** start DATA SECTION **

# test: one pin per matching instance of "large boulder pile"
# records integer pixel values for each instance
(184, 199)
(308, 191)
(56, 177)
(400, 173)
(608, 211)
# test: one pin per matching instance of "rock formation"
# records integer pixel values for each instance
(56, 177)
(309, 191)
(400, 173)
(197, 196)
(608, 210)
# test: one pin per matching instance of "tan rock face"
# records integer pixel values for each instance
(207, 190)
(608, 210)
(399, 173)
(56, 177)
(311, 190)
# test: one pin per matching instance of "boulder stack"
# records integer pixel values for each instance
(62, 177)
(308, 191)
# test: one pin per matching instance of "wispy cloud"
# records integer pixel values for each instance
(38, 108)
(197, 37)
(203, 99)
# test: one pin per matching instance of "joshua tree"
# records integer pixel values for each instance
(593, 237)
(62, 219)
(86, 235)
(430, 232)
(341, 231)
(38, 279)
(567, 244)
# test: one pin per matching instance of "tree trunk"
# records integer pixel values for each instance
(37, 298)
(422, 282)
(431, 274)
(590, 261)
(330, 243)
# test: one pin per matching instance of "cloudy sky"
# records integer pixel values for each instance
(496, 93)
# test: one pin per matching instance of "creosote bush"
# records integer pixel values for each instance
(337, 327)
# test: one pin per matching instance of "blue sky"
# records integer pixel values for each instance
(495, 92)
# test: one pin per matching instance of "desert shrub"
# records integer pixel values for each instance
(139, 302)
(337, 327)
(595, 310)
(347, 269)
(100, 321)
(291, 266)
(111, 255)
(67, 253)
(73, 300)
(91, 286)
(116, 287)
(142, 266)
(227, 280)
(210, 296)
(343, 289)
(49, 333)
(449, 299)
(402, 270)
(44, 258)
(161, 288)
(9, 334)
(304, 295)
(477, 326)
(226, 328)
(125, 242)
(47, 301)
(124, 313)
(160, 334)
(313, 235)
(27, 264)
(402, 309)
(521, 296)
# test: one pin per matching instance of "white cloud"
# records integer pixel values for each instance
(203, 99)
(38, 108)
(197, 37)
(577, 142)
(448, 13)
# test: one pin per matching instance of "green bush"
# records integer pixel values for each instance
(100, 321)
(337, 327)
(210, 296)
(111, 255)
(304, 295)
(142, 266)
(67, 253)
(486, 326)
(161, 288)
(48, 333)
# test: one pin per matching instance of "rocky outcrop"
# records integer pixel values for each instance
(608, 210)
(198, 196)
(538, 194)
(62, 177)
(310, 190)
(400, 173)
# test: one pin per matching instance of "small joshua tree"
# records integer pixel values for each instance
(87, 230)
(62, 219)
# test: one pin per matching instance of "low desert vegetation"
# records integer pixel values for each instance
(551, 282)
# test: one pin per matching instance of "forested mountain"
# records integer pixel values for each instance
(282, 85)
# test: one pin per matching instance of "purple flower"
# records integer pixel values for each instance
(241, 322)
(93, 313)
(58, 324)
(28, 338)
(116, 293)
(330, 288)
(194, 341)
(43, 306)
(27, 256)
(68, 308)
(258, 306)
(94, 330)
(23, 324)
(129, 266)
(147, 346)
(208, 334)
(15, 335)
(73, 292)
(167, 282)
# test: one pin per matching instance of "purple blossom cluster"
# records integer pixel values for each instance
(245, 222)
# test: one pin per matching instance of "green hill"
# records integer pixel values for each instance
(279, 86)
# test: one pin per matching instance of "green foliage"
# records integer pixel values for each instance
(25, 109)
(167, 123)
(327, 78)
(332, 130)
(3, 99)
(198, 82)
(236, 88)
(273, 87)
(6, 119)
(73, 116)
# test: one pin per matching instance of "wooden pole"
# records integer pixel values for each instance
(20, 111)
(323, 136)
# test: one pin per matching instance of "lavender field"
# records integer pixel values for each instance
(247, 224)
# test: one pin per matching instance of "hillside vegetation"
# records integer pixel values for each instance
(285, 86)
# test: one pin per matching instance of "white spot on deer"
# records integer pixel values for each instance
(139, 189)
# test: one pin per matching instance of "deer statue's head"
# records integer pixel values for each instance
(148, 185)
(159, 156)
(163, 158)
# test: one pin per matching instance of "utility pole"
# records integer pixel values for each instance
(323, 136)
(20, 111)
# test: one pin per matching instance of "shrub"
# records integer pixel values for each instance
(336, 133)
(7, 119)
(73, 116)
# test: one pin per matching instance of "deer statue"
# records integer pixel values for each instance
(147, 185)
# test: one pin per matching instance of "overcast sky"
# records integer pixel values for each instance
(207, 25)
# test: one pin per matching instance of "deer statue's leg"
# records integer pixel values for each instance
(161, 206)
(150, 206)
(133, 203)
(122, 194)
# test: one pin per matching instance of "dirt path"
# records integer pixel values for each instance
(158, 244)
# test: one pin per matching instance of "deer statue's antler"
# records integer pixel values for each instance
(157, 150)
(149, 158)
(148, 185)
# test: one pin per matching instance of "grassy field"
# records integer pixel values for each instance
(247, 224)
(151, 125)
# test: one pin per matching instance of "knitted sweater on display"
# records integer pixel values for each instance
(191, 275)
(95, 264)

** end DATA SECTION **

STATED EXERCISE →
Give all the entries again exactly; leave none out.

SOLUTION FOR THIS EXERCISE →
# test: one pin per matching instance of "large boulder pile"
# records integer pixel values for each instance
(184, 199)
(308, 191)
(56, 177)
(400, 173)
(608, 211)
# test: one pin per matching instance of "rock formation"
# records integer pixel values for each instance
(56, 177)
(309, 191)
(400, 173)
(197, 196)
(608, 210)
# test: one pin per matching instance of "tan rock face"
# records integer pixel values for each instance
(207, 190)
(608, 210)
(399, 173)
(56, 177)
(311, 190)
# test: one pin per matching instance of "boulder stack"
# records integer pixel values for each instance
(62, 177)
(308, 191)
# test: one pin per matching instance of "wispy cloud"
# records integer pixel values for each instance
(38, 108)
(197, 37)
(203, 99)
# test: one pin per matching instance of "joshua tree"
# records integer pixel values for each instance
(593, 237)
(62, 219)
(86, 235)
(430, 232)
(341, 231)
(38, 279)
(567, 244)
# test: one pin per matching instance of "tree trunk"
# records integer pixel values for each instance
(37, 298)
(422, 282)
(431, 274)
(590, 261)
(330, 243)
# test: one pin per matching instance of "cloudy sky"
# records integer pixel values for each instance
(496, 93)
# test: one pin per matching instance of "creosote bush"
# records integer pixel values for each instance
(337, 327)
# test: one pin per matching instance of "blue sky"
# records integer pixel values for each instance
(495, 92)
# test: one pin per matching instance of "desert shrub"
# records integer pixel values for each instance
(139, 302)
(337, 327)
(595, 310)
(347, 269)
(100, 321)
(291, 266)
(111, 255)
(67, 253)
(73, 300)
(91, 286)
(116, 287)
(142, 266)
(227, 280)
(210, 296)
(343, 289)
(49, 333)
(449, 299)
(402, 270)
(44, 258)
(161, 288)
(9, 334)
(304, 295)
(477, 326)
(226, 328)
(125, 242)
(47, 301)
(124, 313)
(160, 334)
(313, 235)
(27, 264)
(402, 309)
(521, 296)
# test: one pin per matching instance of "white cloud"
# records integer pixel values for each instance
(203, 99)
(38, 108)
(197, 37)
(577, 142)
(448, 13)
# test: one pin per matching instance of "green bush"
# records integer pixel values for each instance
(100, 321)
(337, 327)
(210, 296)
(111, 255)
(304, 295)
(142, 266)
(67, 253)
(486, 326)
(161, 288)
(48, 333)
# test: one pin per matching instance of "rocky outcrop"
# records integer pixel values for each instance
(608, 210)
(198, 196)
(538, 194)
(62, 177)
(310, 190)
(400, 173)
# test: one pin per matching instance of "small joshua tree"
# records integer pixel values for each instance
(87, 230)
(62, 219)
# test: one pin per matching instance of "low desert vegetation"
# records integer pixel values for each instance
(551, 282)
# test: one pin per matching instance of "forested mountain"
# records integer pixel values for each instance
(282, 85)
# test: one pin per matching instance of "purple flower"
# records integer pixel values for each instance
(241, 322)
(93, 313)
(58, 324)
(28, 338)
(116, 293)
(330, 288)
(194, 341)
(43, 306)
(27, 256)
(68, 308)
(258, 306)
(94, 330)
(23, 324)
(129, 266)
(147, 346)
(208, 334)
(15, 335)
(73, 292)
(167, 282)
# test: one pin per matching instance of "purple blossom cluster"
# records integer pixel values for each instance
(245, 222)
# test: one pin per matching instance of "green hill"
# records integer pixel values for each instance
(279, 86)
# test: one pin per matching instance of "green foliage"
# records integer pixel values for each instance
(25, 109)
(167, 123)
(327, 78)
(332, 130)
(3, 99)
(198, 82)
(236, 88)
(273, 87)
(6, 119)
(73, 116)
# test: one pin per matching instance of "wooden pole"
# records integer pixel values for each instance
(20, 111)
(323, 136)
# test: one pin per matching instance of "lavender field"
# records integer pixel values for each instance
(247, 224)
# test: one pin per matching instance of "hillside vegetation"
# records integer pixel values for each instance
(285, 86)
# test: one pin per matching instance of "white spot on deer"
# records integer pixel values for each instance
(139, 189)
# test: one pin per matching instance of "deer statue's head"
# records integer pixel values for each instance
(148, 185)
(159, 156)
(163, 158)
# test: one pin per matching instance of "utility pole"
# records integer pixel values for each instance
(323, 136)
(20, 111)
# test: one pin per matching instance of "shrub"
# records integer pixel values for each instance
(336, 133)
(7, 119)
(73, 116)
# test: one pin per matching instance of "deer statue"
# records integer pixel values for each instance
(147, 185)
# test: one pin per matching instance of "overcast sky"
# records integer pixel values for each instance
(207, 25)
# test: one pin per matching instance of "deer statue's leg"
# records integer pixel values for each instance
(161, 206)
(150, 206)
(133, 203)
(122, 194)
# test: one pin per matching instance of "dirt path"
# records integer pixel values for each instance
(158, 244)
# test: one pin per matching instance of "deer statue's antler"
# records integer pixel values for each instance
(157, 150)
(149, 158)
(148, 185)
# test: one pin per matching instance of "grassy field"
# records integer pixel values for each instance
(247, 224)
(151, 125)
# test: one pin per matching instance of "knitted sweater on display"
# records integer pixel values for each instance
(191, 275)
(95, 264)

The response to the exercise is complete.